**TASK REQUIREMENTS:**
1. Rewrite the paragraph beginning "By that logic" from the excerpt on government and consent as a short bulleted list that keeps its main facts.
2. Carry on the discussion of government and consent, starting after its last sentence.

**EXCERPT PROVIDED:**
========================================
The beginning of the discussion is here.

"If government is to govern others by using coercion, i.e. strength, its own power must be derived from something else." "the government is based on the consent of the governed."

Ah, but to what, exactly, do the governed consent when they consent?

You propound a pretty paradox: that government must rest on the consent of the governed, since no government rests on force alone to compel the consent of the governed. Since government rests on the voluntary consent of the governed (you argue) ergo all consent of any body has the same moral suasion as obedience to a government: governments that do not rely on force are merely secret governments.

By that logic, the Coca Cola bottling company, General Motors, the National Rifle Association, the Democrat Party, the Roman Catholic Church, Oprah, and the New York Times are secret governments, because they can persuade so many people to adopt certain ideas and behaviors, including the consumption of cola.
========================================
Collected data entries

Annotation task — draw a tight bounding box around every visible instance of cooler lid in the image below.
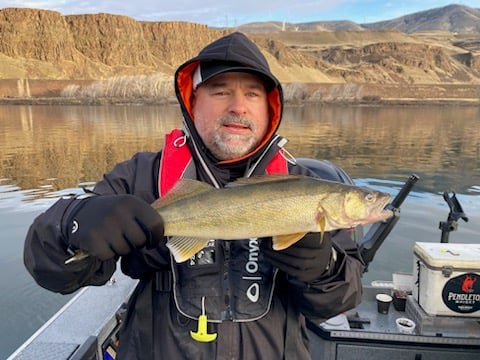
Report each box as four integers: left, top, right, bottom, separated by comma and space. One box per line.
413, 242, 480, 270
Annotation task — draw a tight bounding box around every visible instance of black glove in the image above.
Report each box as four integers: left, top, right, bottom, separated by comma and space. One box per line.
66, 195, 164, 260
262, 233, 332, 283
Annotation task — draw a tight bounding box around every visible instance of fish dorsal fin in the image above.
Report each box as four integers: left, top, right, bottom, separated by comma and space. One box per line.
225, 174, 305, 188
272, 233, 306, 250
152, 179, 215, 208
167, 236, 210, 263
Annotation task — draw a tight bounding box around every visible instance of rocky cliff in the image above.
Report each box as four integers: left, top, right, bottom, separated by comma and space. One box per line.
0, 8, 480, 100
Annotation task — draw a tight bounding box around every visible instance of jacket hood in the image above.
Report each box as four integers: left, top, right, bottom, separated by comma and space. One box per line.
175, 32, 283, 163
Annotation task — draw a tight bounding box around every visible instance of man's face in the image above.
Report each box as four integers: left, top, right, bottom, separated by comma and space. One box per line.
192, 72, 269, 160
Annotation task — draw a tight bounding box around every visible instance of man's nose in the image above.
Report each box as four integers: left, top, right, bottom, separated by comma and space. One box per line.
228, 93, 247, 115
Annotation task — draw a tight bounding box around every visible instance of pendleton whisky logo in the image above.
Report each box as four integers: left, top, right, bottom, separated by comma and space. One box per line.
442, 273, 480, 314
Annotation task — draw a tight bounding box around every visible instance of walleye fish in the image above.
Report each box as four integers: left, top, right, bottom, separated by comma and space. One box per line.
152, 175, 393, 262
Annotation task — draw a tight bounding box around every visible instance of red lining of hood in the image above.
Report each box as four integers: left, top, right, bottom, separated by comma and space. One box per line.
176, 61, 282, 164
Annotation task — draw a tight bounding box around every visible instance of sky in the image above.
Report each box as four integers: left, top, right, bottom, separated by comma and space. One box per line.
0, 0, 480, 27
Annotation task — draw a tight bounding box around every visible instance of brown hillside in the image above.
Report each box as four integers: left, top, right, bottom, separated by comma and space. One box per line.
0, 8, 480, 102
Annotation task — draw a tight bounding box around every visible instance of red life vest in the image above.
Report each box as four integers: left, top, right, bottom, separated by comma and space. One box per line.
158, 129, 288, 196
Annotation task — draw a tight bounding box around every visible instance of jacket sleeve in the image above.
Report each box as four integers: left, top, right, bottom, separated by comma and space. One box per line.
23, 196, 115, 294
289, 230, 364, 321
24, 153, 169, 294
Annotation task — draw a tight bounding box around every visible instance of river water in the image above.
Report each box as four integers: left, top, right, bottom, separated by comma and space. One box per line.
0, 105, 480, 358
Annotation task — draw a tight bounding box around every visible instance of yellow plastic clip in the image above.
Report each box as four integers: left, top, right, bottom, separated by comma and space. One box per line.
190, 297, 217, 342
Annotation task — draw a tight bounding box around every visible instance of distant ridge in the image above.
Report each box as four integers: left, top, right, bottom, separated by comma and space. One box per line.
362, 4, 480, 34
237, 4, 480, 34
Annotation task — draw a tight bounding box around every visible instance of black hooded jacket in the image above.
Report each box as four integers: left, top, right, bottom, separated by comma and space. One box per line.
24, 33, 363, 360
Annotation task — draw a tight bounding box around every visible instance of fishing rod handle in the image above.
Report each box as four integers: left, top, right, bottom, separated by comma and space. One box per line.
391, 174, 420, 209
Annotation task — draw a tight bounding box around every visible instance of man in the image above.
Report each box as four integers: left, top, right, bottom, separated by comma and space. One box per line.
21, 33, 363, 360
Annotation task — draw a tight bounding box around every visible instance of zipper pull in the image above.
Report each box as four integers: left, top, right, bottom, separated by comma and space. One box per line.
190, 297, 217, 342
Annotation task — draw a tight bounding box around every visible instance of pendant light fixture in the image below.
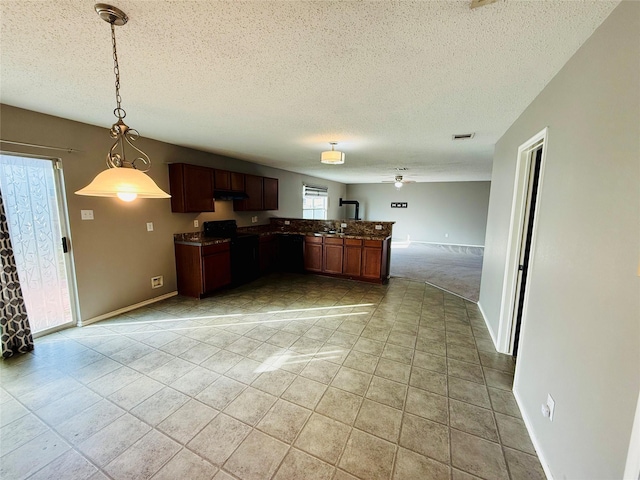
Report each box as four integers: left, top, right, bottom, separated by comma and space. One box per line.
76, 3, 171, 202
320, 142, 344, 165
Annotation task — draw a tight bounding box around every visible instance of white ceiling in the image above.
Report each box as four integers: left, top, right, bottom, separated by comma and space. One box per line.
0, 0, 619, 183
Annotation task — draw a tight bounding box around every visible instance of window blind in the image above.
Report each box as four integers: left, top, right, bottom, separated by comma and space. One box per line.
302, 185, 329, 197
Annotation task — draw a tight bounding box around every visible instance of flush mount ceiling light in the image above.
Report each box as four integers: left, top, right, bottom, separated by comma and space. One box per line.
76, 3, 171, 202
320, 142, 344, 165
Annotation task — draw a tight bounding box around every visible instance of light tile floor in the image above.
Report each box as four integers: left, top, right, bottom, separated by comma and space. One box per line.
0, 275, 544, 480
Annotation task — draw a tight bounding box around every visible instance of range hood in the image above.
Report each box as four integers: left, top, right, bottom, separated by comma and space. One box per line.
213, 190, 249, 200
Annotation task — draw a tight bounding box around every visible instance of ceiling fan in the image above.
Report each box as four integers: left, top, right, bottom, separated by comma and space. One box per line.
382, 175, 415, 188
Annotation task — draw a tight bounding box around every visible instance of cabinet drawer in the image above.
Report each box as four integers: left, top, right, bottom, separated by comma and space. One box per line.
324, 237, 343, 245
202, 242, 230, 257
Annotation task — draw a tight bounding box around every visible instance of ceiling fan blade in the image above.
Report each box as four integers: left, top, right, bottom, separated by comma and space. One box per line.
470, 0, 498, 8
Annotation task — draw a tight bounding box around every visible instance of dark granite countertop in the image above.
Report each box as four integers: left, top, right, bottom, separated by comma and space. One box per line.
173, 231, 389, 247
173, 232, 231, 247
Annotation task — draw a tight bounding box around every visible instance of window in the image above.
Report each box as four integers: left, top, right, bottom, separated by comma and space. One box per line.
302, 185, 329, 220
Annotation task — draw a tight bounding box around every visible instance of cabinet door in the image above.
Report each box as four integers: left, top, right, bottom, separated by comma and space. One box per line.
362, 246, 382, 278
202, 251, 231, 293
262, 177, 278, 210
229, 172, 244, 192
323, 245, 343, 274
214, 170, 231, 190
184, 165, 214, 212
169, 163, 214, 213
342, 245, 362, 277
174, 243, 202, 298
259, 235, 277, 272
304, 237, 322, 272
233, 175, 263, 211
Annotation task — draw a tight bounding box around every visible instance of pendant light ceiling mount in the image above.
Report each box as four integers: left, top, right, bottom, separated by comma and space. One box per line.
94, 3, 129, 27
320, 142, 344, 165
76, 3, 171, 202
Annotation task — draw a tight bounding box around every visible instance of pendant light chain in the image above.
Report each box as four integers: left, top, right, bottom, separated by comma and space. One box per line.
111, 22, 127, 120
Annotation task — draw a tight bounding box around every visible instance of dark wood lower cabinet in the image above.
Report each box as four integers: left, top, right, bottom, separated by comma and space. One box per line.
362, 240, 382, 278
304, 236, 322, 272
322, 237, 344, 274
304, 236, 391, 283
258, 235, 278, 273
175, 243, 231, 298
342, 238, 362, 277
========================================
**TASK-BY-TASK ANSWERS:**
1.
- Under the reasoning being challenged, several organizations and figures would count as secret governments: the Coca Cola bottling company, General Motors, the National Rifle Association, the Democrat Party, the Roman Catholic Church, Oprah, and the New York Times.
- They would qualify because they can persuade many people to adopt certain ideas and behaviors, including drinking cola.

2.
Hobbes likewise propounded a paradox: he argued that if you agree to a highwayman to ransom your life, you must carry out the agreement even when the highwayman no longer has a pistol at your head, on the grounds that the agreement was a rational exchange — your life for your money. He went on to argue that even when princes acted like Highwaymen, rebellion was always illogical and immoral.

His argument suffered from the same shortcoming as yours. He drew no distinction between cases where the use of force is legitimate versus illegitimate, just as you draw no distinction between cases where the right to use force is present versus absent.

Might I suggest that the concept of ‘legitimacy’ is fundamental to this discussion?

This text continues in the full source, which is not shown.